* Stored records
---+---
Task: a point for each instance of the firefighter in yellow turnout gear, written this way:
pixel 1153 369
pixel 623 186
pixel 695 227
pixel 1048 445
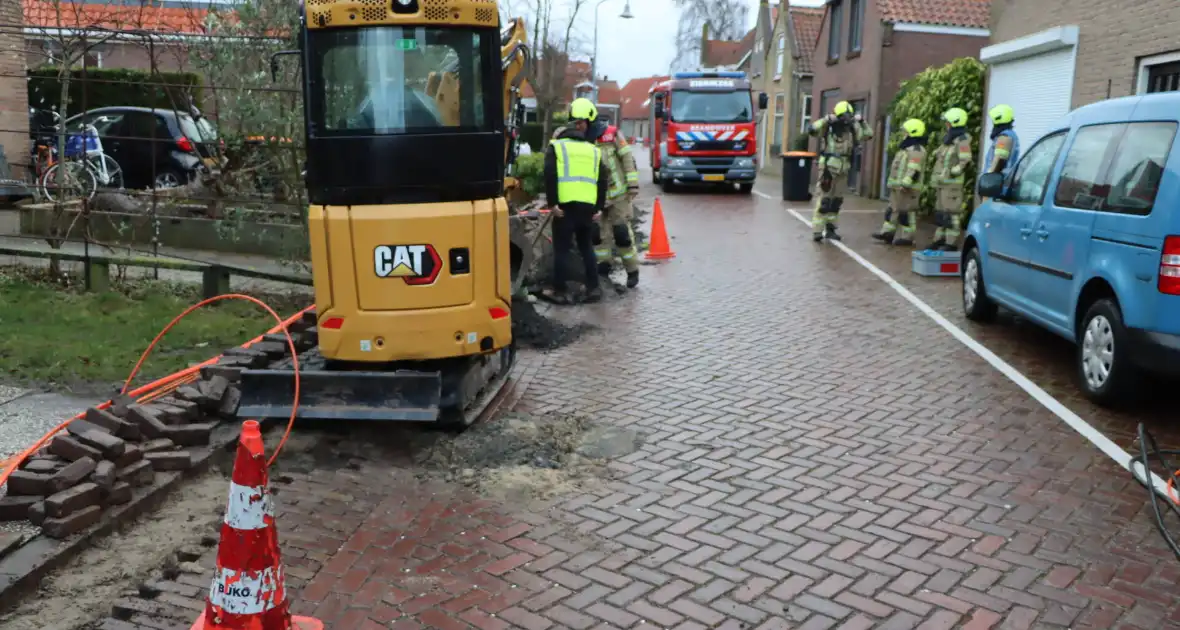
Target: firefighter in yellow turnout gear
pixel 951 161
pixel 839 133
pixel 905 179
pixel 614 233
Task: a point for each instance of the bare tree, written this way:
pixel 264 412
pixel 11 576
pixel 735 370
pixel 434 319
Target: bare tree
pixel 555 41
pixel 726 20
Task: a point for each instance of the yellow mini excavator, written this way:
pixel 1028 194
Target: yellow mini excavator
pixel 411 109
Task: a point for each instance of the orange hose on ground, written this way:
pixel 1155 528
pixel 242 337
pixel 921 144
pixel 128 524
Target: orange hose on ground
pixel 166 385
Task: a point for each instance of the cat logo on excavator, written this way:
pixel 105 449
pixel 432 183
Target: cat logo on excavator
pixel 414 264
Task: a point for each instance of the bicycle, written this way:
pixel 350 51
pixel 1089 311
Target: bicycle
pixel 87 168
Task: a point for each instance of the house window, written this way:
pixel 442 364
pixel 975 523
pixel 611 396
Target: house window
pixel 779 105
pixel 782 54
pixel 1164 78
pixel 833 31
pixel 856 25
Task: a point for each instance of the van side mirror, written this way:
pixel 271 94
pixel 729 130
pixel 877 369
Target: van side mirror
pixel 274 63
pixel 991 185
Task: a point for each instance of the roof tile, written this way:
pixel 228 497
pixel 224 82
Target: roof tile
pixel 968 13
pixel 805 26
pixel 124 17
pixel 634 97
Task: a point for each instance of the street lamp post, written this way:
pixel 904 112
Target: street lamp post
pixel 594 60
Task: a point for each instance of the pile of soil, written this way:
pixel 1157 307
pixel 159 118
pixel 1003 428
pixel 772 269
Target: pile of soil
pixel 524 457
pixel 531 329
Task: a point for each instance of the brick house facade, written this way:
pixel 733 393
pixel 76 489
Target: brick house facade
pixel 877 45
pixel 13 89
pixel 1049 57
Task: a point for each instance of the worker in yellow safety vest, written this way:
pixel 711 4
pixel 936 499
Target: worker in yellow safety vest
pixel 576 183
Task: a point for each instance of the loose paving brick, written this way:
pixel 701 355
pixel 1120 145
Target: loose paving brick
pixel 817 454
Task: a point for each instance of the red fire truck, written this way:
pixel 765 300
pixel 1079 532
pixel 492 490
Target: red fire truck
pixel 703 130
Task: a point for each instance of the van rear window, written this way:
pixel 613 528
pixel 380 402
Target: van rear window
pixel 1138 166
pixel 1115 168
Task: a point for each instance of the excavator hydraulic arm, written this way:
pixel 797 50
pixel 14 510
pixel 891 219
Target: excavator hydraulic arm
pixel 515 61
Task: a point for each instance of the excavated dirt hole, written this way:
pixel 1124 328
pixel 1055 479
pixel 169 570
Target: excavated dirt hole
pixel 516 457
pixel 531 329
pixel 528 458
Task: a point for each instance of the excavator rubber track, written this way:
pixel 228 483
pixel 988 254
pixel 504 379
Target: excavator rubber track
pixel 452 393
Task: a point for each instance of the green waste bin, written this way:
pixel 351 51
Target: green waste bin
pixel 797 176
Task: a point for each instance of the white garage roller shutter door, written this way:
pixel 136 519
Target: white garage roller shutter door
pixel 1038 87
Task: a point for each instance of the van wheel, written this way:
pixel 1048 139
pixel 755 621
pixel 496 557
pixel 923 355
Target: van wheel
pixel 1103 367
pixel 976 304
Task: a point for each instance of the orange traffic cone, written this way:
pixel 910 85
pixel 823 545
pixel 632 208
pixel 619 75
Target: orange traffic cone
pixel 248 591
pixel 660 249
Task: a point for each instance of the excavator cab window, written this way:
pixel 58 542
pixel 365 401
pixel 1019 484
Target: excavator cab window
pixel 393 80
pixel 404 113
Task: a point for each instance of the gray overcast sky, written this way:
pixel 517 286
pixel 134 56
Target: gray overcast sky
pixel 642 46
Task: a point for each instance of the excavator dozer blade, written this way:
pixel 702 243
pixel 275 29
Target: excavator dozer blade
pixel 401 395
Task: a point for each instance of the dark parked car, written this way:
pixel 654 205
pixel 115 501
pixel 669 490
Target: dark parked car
pixel 155 148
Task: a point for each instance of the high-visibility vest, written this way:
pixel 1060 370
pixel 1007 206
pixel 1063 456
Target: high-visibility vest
pixel 1013 156
pixel 577 171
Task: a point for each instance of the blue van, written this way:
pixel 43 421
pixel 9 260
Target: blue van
pixel 1083 238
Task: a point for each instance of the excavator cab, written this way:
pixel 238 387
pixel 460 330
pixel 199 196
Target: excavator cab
pixel 406 126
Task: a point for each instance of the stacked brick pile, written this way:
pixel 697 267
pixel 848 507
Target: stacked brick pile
pixel 98 461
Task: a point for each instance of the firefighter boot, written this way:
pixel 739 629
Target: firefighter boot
pixel 633 279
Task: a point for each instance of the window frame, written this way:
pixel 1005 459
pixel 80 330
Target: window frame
pixel 1063 133
pixel 805 119
pixel 782 57
pixel 856 26
pixel 834 28
pixel 778 128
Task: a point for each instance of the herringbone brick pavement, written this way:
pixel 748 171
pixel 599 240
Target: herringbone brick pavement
pixel 817 454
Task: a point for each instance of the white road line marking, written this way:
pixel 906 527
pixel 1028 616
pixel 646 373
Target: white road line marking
pixel 1075 421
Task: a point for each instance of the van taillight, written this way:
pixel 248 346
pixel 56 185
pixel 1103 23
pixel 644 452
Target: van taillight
pixel 1169 266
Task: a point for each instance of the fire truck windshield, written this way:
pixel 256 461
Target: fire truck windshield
pixel 712 106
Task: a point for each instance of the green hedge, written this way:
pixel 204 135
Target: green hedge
pixel 533 133
pixel 104 87
pixel 530 170
pixel 925 97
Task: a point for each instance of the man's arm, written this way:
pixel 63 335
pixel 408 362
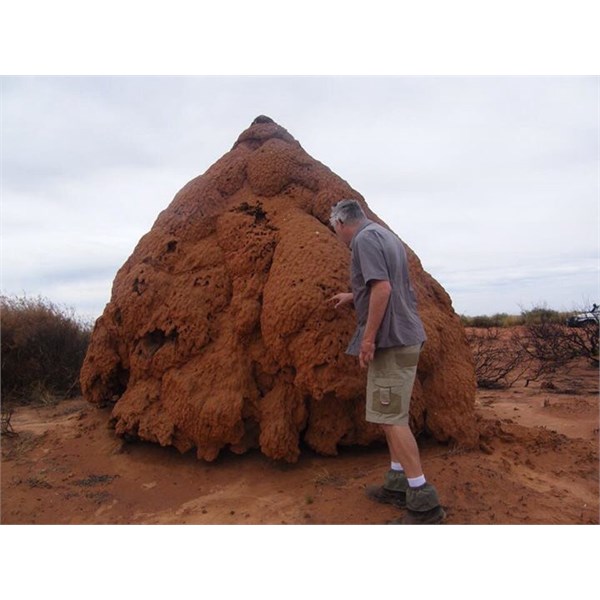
---+---
* TASK DETAILS
Every line above must appear in the answer unchanged, and no picture may appear in it.

* TASK RESULT
Task: a point for each instance of the firefighter in yellow turnout gear, written this way:
pixel 1153 369
pixel 623 186
pixel 695 227
pixel 1048 445
Target: firefighter in yellow turnout gear
pixel 951 161
pixel 839 133
pixel 905 179
pixel 614 233
Task: a point for each instance of the bare tree, written this way:
pixel 264 412
pixel 11 576
pixel 735 370
pixel 434 319
Target: bare tree
pixel 555 41
pixel 726 20
Task: a point for each instance of the yellow mini excavator, written this way:
pixel 1028 194
Target: yellow mini excavator
pixel 411 109
Task: a point for each instance of the orange hose on ground, written this way:
pixel 1155 528
pixel 242 337
pixel 921 144
pixel 128 524
Target: orange hose on ground
pixel 166 385
Task: a point for each instance of the cat logo on excavator, written this way:
pixel 105 449
pixel 432 183
Target: cat logo on excavator
pixel 414 264
Task: a point for each instance of the bicycle, written this way:
pixel 350 51
pixel 1089 311
Target: bicycle
pixel 87 168
Task: a point for each instance of the house window, written this way:
pixel 442 364
pixel 975 523
pixel 611 396
Target: house window
pixel 779 105
pixel 782 54
pixel 1164 78
pixel 833 31
pixel 856 25
Task: a point for each instance of the van side mirror, written this way:
pixel 271 94
pixel 729 130
pixel 877 369
Target: van side mirror
pixel 274 63
pixel 991 185
Task: a point for each instance of the roof tile, written this way:
pixel 228 497
pixel 224 82
Target: roof tile
pixel 968 13
pixel 805 26
pixel 124 17
pixel 634 97
Task: a point for each instance of the street lamp post, written this way:
pixel 904 112
Target: street lamp post
pixel 594 60
Task: a point for each instance of the pile of soil, written this way:
pixel 1157 307
pixel 159 118
pixel 1003 428
pixel 772 269
Target: pile of soil
pixel 524 457
pixel 531 329
Task: a point for each instance of the brick house facade, written this way:
pixel 733 393
pixel 76 489
Target: brick house facade
pixel 877 45
pixel 13 89
pixel 1049 57
Task: a point for each instance of the worker in yellow safety vest, written this way:
pixel 711 4
pixel 936 499
Target: worker in yellow safety vest
pixel 576 183
Task: a point for each instance of the loose paving brick, written this way:
pixel 701 355
pixel 1120 145
Target: loose paving brick
pixel 817 454
Task: a point for each instance of the red fire truck, written this way:
pixel 765 300
pixel 1079 532
pixel 492 490
Target: red fire truck
pixel 703 130
Task: a point for each instance of the van rear window, written this way:
pixel 613 528
pixel 380 402
Target: van rear window
pixel 1138 166
pixel 1115 168
Task: a point for each instance of the excavator hydraulic arm, written this way:
pixel 797 50
pixel 14 510
pixel 891 219
Target: excavator hydraulic arm
pixel 515 61
Task: a point for each instance of the excavated dirt hole, written this way:
pixel 1124 328
pixel 1055 479
pixel 169 570
Target: excavated dirt hole
pixel 516 457
pixel 531 329
pixel 528 458
Task: a point for each instance of the excavator rubber track, written this way:
pixel 228 483
pixel 988 254
pixel 504 379
Target: excavator rubber track
pixel 452 393
Task: a point for each instance of the green waste bin, written this way:
pixel 351 51
Target: green waste bin
pixel 797 176
Task: a point for each instance of the white garage roller shutter door, written this way:
pixel 136 519
Target: white garage roller shutter door
pixel 1038 87
Task: a point for each instance of the van wheel, written this way:
pixel 1048 139
pixel 755 621
pixel 496 557
pixel 923 355
Target: van wheel
pixel 1103 367
pixel 976 304
Task: a point for each instance of the orange traffic cone, written this way:
pixel 910 85
pixel 823 545
pixel 632 208
pixel 619 75
Target: orange traffic cone
pixel 248 591
pixel 660 249
Task: a point for each instance of the excavator cab window, written this way:
pixel 58 542
pixel 365 401
pixel 1019 484
Target: excavator cab window
pixel 393 80
pixel 404 113
Task: a point for each instance of the gray overcast sky, written this way:
pixel 517 286
pixel 134 56
Target: gray overcast sky
pixel 642 46
Task: a point for each instance of the excavator dozer blade, written this way:
pixel 702 243
pixel 275 29
Target: excavator dozer blade
pixel 401 395
Task: a point for each instance of the dark parked car, written this way:
pixel 654 205
pixel 115 501
pixel 669 490
Target: dark parked car
pixel 155 148
Task: a point for each instance of the high-visibility vest, written this way:
pixel 1060 370
pixel 1007 206
pixel 1063 456
Target: high-visibility vest
pixel 1013 156
pixel 577 171
Task: a point for each instance of the blue van, written this way:
pixel 43 421
pixel 9 260
Target: blue van
pixel 1083 238
Task: a point for each instance of the excavator cab, written this way:
pixel 238 387
pixel 460 330
pixel 199 196
Target: excavator cab
pixel 406 126
Task: a point for each instance of the stacked brick pile, written this way:
pixel 697 267
pixel 848 507
Target: stacked brick pile
pixel 98 461
Task: a point for each instance of the firefighter boot, written this way:
pixel 739 629
Target: firefighter boot
pixel 633 279
Task: a point for each instance of the window frame, written this way:
pixel 1005 459
pixel 80 330
Target: window frame
pixel 1063 133
pixel 805 119
pixel 782 57
pixel 856 26
pixel 834 28
pixel 778 128
Task: a point for each instance of the herringbone brick pavement, written this way:
pixel 748 171
pixel 599 240
Target: herringbone brick pavement
pixel 817 454
Task: a point for each instance of the white road line marking, written this way:
pixel 906 527
pixel 1028 616
pixel 646 373
Target: white road line marking
pixel 1075 421
Task: a point for each instance of the van taillight, written this way:
pixel 248 346
pixel 56 185
pixel 1103 23
pixel 644 452
Target: van taillight
pixel 1169 266
Task: a point for each instance of the fire truck windshield, written this way:
pixel 256 461
Target: fire truck windshield
pixel 712 106
Task: a point for each instance of the green hedge, written this way:
pixel 204 135
Target: green hedge
pixel 533 133
pixel 104 87
pixel 530 170
pixel 925 97
Task: a point for each instance of the man's arm, written this way:
pixel 63 335
pixel 408 362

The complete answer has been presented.